### Фрагмент страницы
|
департамента, мне, в конце концов, удалось увидеть оригинал телеграммы. В ней
было около двадцати слов. После этого я понял, какое значение имел конверт.
Текст сообщения был написан почерком самого Кут Хуми и представлял собою ответ
на письмо, на конверте которого стоял почтовый штемпель, свидетельствующий о
том, что письмо доставили адресату в Амритсаре в тот же день, когда была
послана телеграмма. В тот день мадам Блаватская, несомненно, сама была в
Амритсаре и в связи с работой Теософического Общества виделась со множеством
людей; тем не менее телеграмма, которую в этот же день отправили с джеламского
телеграфа, была написана тем же почерком, что и остальные письма Кут Хуми.
Таким образом, хотя некоторые письма Кут Хуми, адресованные мне, прошли через
руки мадам Блаватской, нет никаких сомнений, что она не является их автором,
так как почерк, которым они написаны, принадлежит определенно не ей.
Очевидно, Кут Хуми в то время действительно был в Джеламе или в его
окрестностях, на несколько дней, при особых обстоятельствах, окунувшись в
мирскую жизнь, чтобы увидеться с мадам Блаватской. Письмо, которое я получил в
Аллахабаде вскоре после моего возвращения, объяснило это.
######
### Фрагменты материала
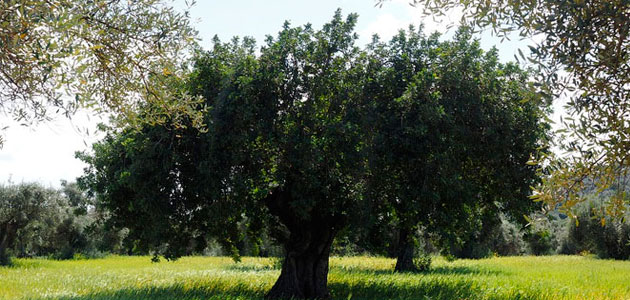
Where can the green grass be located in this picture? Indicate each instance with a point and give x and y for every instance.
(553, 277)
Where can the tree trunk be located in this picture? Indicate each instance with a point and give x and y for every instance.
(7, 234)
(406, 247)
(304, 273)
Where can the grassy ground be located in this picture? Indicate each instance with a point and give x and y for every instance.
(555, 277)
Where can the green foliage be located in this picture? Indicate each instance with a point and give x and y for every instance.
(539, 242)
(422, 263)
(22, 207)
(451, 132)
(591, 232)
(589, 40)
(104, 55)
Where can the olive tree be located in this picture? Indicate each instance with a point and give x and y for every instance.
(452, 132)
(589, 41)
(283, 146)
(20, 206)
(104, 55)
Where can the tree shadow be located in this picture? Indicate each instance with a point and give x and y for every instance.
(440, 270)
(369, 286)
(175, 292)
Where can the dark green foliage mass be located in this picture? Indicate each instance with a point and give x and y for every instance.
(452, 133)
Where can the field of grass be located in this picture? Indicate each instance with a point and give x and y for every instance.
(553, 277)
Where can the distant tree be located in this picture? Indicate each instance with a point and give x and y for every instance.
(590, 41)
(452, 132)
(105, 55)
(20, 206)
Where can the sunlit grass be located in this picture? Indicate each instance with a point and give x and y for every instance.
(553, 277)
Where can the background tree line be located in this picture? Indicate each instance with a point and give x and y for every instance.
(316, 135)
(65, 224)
######
### Фрагменты материала
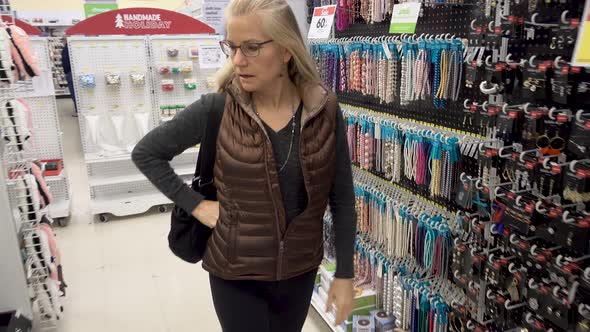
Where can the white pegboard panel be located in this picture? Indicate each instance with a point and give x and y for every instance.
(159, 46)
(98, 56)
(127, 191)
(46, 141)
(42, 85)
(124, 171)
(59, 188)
######
**Письменное задание 1**
Ответьте по отрывку о телеграмме Кут Хуми:
(a) Примерно сколько слов было в оригинале телеграммы?
(b) С какого телеграфа отправили телеграмму?
(c) Где было получено письмо, которое объяснило пребывание Кут Хуми в Джеламе?
**Письменное задание 2**
Почему, согласно отрывку о телеграмме Кут Хуми, мадам Блаватская не является автором писем Кут Хуми? Объясните в одном–трех предложениях.
Материал здесь роли не играет.

**Верный ответ 1**
(a) Около двадцати.
(b) С джеламского.
(c) В Аллахабаде.

**Верный ответ 2**
Письма написаны почерком, который ей не принадлежит. В день отправки телеграммы она сама была в Амритсаре, а телеграмму послали с джеламского телеграфа, и написана она тем же почерком, что и остальные письма Кут Хуми.